Give back every line exactly as it appears, pictures excluded.
— start of EXTRACTED RECORDS —
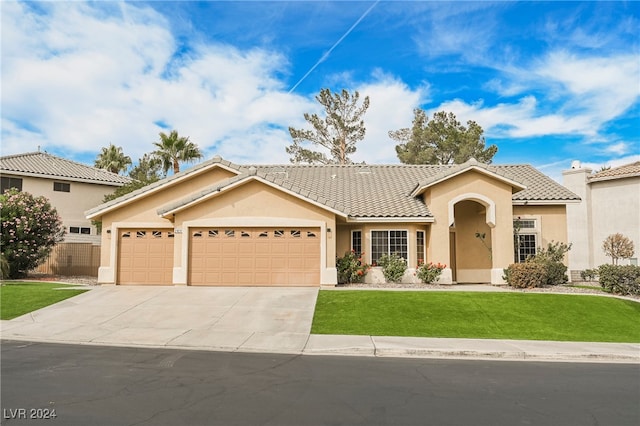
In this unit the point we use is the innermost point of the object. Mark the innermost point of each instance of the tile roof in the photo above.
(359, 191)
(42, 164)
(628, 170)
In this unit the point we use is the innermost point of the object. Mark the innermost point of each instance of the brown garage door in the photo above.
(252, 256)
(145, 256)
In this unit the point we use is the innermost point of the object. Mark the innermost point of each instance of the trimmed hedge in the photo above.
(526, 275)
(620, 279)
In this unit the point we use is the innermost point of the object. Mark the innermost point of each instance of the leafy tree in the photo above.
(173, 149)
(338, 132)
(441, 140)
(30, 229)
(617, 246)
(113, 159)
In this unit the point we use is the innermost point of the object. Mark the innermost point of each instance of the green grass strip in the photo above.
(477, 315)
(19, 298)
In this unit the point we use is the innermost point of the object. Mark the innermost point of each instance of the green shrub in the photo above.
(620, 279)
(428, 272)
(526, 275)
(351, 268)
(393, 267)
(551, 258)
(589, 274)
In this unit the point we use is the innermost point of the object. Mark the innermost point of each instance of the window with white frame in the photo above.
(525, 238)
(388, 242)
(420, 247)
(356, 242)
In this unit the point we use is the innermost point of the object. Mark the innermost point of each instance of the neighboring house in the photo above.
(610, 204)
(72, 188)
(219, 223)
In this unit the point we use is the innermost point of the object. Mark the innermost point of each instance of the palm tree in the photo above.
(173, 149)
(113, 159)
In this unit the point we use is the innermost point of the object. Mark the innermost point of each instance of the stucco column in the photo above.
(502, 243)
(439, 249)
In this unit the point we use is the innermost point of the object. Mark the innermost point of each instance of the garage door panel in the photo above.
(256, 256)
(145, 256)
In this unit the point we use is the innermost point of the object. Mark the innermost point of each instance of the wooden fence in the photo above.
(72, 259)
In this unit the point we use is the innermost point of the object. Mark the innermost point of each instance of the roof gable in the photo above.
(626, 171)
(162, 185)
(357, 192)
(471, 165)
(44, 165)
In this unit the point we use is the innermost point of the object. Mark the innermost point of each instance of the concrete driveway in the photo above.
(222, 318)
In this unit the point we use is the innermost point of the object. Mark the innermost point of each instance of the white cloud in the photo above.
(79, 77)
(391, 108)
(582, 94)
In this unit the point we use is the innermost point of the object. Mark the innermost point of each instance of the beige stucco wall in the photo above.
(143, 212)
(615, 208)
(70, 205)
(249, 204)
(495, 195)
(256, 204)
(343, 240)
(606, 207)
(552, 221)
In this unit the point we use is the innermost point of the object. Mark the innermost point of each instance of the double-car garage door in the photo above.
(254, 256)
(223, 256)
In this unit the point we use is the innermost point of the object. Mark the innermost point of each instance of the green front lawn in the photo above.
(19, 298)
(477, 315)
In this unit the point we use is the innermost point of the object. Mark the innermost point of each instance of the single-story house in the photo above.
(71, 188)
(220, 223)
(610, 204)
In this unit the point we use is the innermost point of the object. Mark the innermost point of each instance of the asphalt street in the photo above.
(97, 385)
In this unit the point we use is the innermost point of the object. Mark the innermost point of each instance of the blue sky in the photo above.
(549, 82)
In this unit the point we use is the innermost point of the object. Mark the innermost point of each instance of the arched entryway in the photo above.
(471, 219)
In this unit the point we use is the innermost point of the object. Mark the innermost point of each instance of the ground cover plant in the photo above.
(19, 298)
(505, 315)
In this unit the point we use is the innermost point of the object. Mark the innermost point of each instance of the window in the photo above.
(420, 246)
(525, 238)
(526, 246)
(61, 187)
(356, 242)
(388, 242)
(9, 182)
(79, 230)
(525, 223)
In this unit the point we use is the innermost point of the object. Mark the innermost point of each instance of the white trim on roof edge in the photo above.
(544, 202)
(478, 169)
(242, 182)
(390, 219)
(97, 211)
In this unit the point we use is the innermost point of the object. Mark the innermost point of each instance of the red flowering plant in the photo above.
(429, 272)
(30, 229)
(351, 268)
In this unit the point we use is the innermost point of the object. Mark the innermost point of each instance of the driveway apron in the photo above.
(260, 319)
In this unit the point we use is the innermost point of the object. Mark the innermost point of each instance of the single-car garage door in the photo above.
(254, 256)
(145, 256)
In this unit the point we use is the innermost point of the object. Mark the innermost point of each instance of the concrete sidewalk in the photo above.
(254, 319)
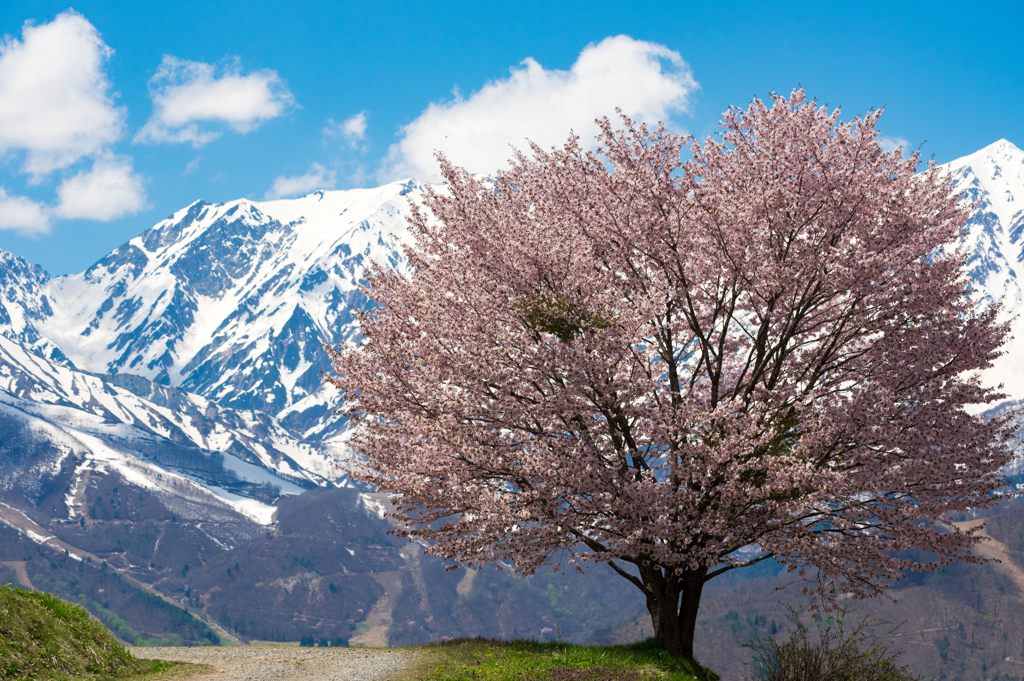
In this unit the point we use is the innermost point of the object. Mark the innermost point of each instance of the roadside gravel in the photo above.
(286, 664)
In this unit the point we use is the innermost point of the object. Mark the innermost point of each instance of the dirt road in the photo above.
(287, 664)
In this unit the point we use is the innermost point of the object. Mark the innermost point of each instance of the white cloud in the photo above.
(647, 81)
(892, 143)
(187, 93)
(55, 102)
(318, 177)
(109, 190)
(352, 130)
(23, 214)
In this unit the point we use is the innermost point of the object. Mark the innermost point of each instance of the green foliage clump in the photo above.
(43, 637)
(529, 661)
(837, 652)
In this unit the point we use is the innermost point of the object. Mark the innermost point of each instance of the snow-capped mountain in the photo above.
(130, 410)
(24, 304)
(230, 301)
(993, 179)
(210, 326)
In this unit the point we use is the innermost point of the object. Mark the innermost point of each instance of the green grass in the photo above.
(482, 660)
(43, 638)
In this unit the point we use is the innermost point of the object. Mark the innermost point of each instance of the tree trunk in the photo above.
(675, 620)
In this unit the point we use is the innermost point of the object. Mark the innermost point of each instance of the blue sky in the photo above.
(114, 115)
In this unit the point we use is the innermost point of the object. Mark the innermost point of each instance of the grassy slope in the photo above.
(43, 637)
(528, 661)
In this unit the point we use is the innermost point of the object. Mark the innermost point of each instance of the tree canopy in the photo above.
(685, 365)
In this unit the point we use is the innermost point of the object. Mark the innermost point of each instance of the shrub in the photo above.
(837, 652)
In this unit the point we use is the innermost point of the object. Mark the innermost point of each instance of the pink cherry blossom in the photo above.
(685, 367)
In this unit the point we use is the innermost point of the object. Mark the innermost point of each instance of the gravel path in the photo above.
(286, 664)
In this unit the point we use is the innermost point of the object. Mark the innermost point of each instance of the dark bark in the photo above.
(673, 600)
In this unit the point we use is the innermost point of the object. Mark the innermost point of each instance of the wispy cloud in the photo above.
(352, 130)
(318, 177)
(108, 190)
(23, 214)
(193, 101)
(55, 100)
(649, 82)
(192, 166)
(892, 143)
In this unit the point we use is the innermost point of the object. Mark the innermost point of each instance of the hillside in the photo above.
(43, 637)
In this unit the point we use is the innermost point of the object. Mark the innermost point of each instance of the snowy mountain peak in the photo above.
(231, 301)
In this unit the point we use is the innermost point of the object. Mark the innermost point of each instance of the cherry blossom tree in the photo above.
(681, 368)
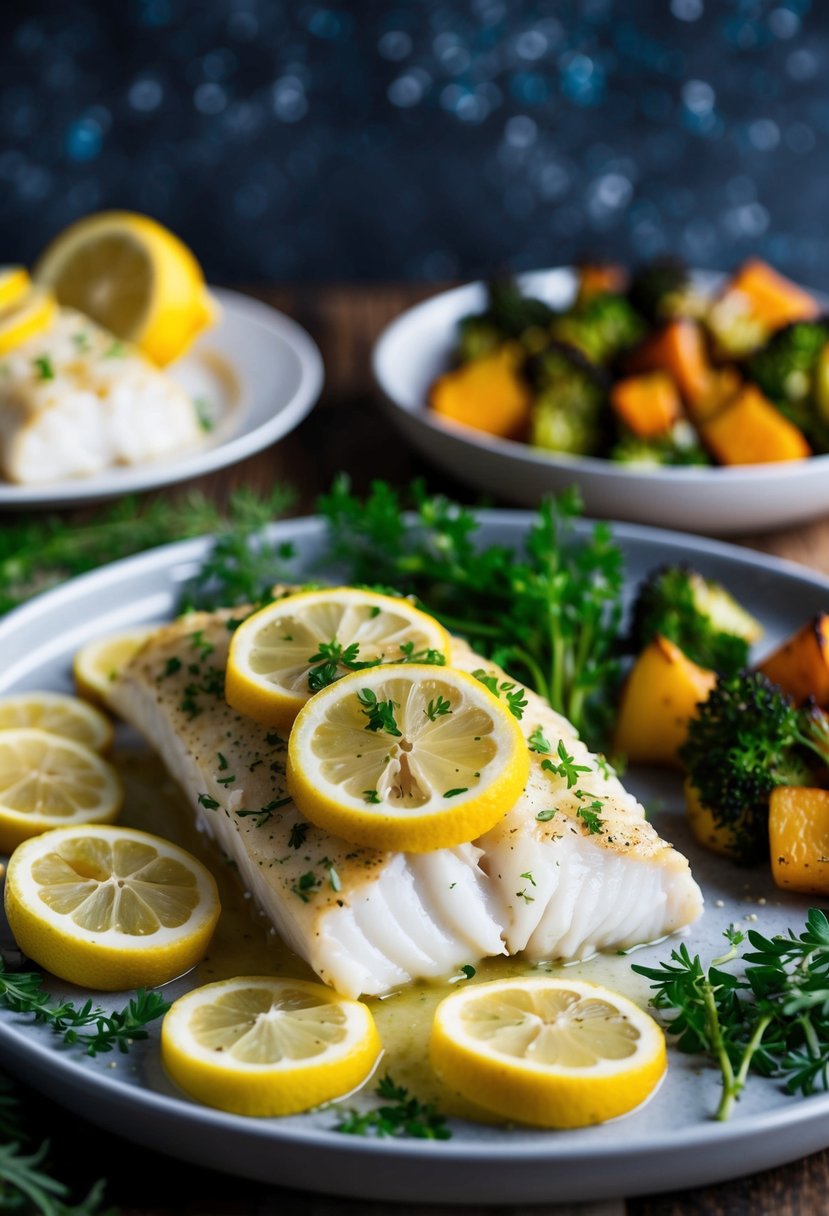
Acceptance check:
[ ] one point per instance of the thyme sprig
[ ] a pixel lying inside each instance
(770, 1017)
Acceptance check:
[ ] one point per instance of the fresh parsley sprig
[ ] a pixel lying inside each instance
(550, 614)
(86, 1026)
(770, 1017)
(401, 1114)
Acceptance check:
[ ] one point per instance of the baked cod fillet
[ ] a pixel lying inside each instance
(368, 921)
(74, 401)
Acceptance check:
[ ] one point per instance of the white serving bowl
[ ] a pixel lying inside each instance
— end of EXTRACTED RECORDS —
## COMPLETED EXERCISE
In this unit the point we use is the innermost point of the object. Mark the innermost point of each instance of the tile roof in the photo above.
(359, 191)
(42, 164)
(628, 170)
In this unit the point we use is the innermost point of the object. Mark the innermost point of each instance of the brown garage door in the photo above.
(252, 256)
(145, 256)
In this unit the point we use is the innermost point of the object. Mark the innermost point of each instance of the trimmed hedge in the photo above.
(526, 275)
(620, 279)
In this unit the point we use is the innermost point of the object. Mark the innermost point of each instance of the leafy tree in the photo above.
(173, 149)
(338, 132)
(441, 140)
(30, 229)
(617, 246)
(113, 159)
In this unit the point we use is the innermost point of the object. Mark the innermost point of each instance of the green grass strip in the photo above.
(477, 315)
(19, 298)
In this unit the point we use is the innermost point of the object. Mark the innermost point of each instance of the green shrub in the photo above.
(620, 279)
(428, 272)
(526, 275)
(351, 268)
(393, 267)
(551, 258)
(589, 274)
In this unit the point we use is the innermost point of the object. Mark the innermost point of each instance of the window with white frame in the photo above.
(525, 238)
(388, 242)
(420, 247)
(356, 242)
In this unit the point we use is the innermost point of the object. Mark the innermost point of each instance of the neighboring house in the photo above.
(610, 204)
(72, 188)
(219, 223)
In this unit the point we use is the innermost point of the object. Mark the innermost point of each instance of the palm tree in the photo above.
(173, 149)
(113, 159)
In this unit the point we use is the innermost point of the object. Mark the innermost point of each instance of the stucco column in the photo above.
(502, 243)
(439, 249)
In this unit the point we use is the innermost point of the object. Mark the innermost point of each instance of the garage door panel in the photo above.
(256, 256)
(145, 256)
In this unit the point we use is the innermost point of the object. Mark the innermost point of each instance of the wooden fence in the photo above.
(72, 259)
In this unit the point we use is the innermost point of the object. Mark the innermost point of each instance of the roof gable in the photo above.
(626, 171)
(162, 185)
(357, 192)
(471, 165)
(44, 165)
In this unit the point we use is the innermost point of the object. Mark the innermost point of each instance of the concrete driveway in the photo above.
(222, 318)
In this unit the point we use is the innermost point of the object. Mark the innermost point of each instance of the white cloud in the photo above.
(79, 77)
(391, 108)
(582, 94)
In this unit the point we use is the innermost point of the object. Mark the innermost point of each instance of the beige stucco wall in the photo above.
(143, 212)
(615, 208)
(70, 205)
(249, 204)
(495, 195)
(256, 204)
(343, 240)
(606, 207)
(552, 221)
In this unit the point we use is the innermost point of the object. Mark the innermost point of each instance of the double-car garage door in the photo above.
(254, 256)
(223, 256)
In this unit the point we use is the innermost point of the object. Mark the innermost point of each instance of the green front lawn in the photo above.
(19, 298)
(477, 315)
In this unit the point we use is the innermost point of the object. Mark the innermost point of each instance of the single-story house in the photo above.
(71, 188)
(220, 223)
(610, 204)
In this unit the point we use is the innermost point of the object. Mark the innermost point of each instance of the asphalt street in the photo above.
(97, 385)
In this unit the point we use is the innermost point of the object. Mark the innermost point of each instance of the blue sky in the photo above.
(549, 82)
In this unit the point we use is the innermost point of the object. Mark the innermost point of each instance of the arched entryway in the photo above.
(471, 219)
In this unit the point we use is the innermost point of the object. Mark the innermost point of each instance of the ground cover plant in the photo above.
(19, 298)
(505, 315)
In this unit the point we use is the innermost point of the object. Mark the innermost point of each instance of the window in the photo above.
(420, 246)
(525, 238)
(526, 246)
(61, 187)
(356, 242)
(388, 242)
(9, 182)
(79, 230)
(525, 223)
In this unit the point we use is the innermost point of the object. Mark the innermost point of each instance of the white trim on roof edge in the photo above.
(544, 202)
(478, 169)
(242, 182)
(390, 219)
(97, 211)
In this unit the point we use is the innermost point of the object. Mark the innermost point of each instance of the red flowering plant in the photo above.
(429, 272)
(30, 229)
(351, 268)
In this unit the point we use is the innermost point of the object. Mark the innermost point of each instance of the driveway apron in the photo above.
(260, 319)
In this unit the point we use is the innermost point of the object. Mark the innermost point of each instance of the single-car garage door in the photo above.
(254, 256)
(145, 256)
In this unit the point we use is the innermost point of the object. Mark the innermost point of each instance of the concrete sidewalk in the photo above.
(254, 319)
In this unit the point we use is the innermost point of the object. Mark the innermost point of each instance of the roadside gravel in the photo above.
(286, 664)
In this unit the point we use is the innermost point of the object. Mark the innermost point of each instance of the dirt road in the photo above.
(287, 664)
In this unit the point we use is the innermost point of the object. Mark the innermost point of each instance of the white cloud in the photo above.
(647, 81)
(892, 143)
(187, 93)
(55, 102)
(318, 177)
(109, 190)
(352, 130)
(23, 214)
In this unit the point we use is the innermost point of the object. Mark the innermost point of each instance of the green foliage clump in the photo above.
(43, 637)
(529, 661)
(837, 652)
In this unit the point we use is the innermost point of the object. Mark the innermost point of each instance of the snow-capped mountain in the photo above.
(130, 410)
(24, 304)
(230, 301)
(993, 179)
(210, 326)
In this unit the point we use is the innermost point of the object. Mark the innermost point of each instance of the green grass in the photo above.
(482, 660)
(43, 638)
In this unit the point we use is the innermost point of the object. Mark the innermost point of each instance of the tree trunk in the photo above.
(675, 620)
In this unit the point we use is the innermost point of the object. Mark the innermost point of each instance of the blue sky in the photo above.
(114, 115)
In this unit the point we use is the innermost point of the object. Mark the innermost point of each instance of the grassy slope in the photo above.
(43, 637)
(528, 661)
In this unit the point we use is the innermost point of the object. Mark the innermost point of each instance of the tree canopy in the photo above.
(685, 365)
In this unit the point we use is the innermost point of the object. Mark the innermost point of each instance of the shrub in the photo above.
(837, 652)
In this unit the point we use is the innermost point of the object. Mark the innermost point of each instance of the pink cherry blossom in the photo above.
(685, 367)
In this unit the point we use is the innermost point of the object. Mark the innermost point of each instance of the gravel path in the photo above.
(286, 664)
In this unit the point we use is the innermost point of the object. Mark the innermost point of each instance of the dark bark in the photo above.
(673, 600)
In this unit the point we use is the innermost point of the object. Mark the innermost point of each instance of the wispy cloud in the photo above.
(352, 130)
(318, 177)
(108, 190)
(23, 214)
(193, 101)
(55, 100)
(649, 82)
(192, 166)
(892, 143)
In this unit the point we use is the innermost point of the object. Mark the innermost point of each instance of the hillside in the photo above.
(43, 637)
In this unit the point we use is the innermost point of the object. Mark the innermost point of each instance of the snowy mountain peak in the photo above.
(231, 301)
In this unit the point we use is the innermost point of the object. Mark the innermost point of each instance of the cherry blossom tree in the photo above.
(681, 368)
Acceptance check:
[ ] one point per instance of the thyme sprig
[ ] a pixel lying inside each instance
(770, 1017)
Acceptance check:
[ ] one point per instance of the fresh parsley sprig
[ ] a pixel lying inside each instance
(550, 614)
(86, 1026)
(770, 1017)
(401, 1114)
Acceptance check:
[ ] one point per instance of the baked cod fillet
[ ] a pixel lying inside each instance
(368, 921)
(74, 401)
Acceptance check:
[ ] one point per instance of the white serving bowl
[ ] a pixel lying inside each instance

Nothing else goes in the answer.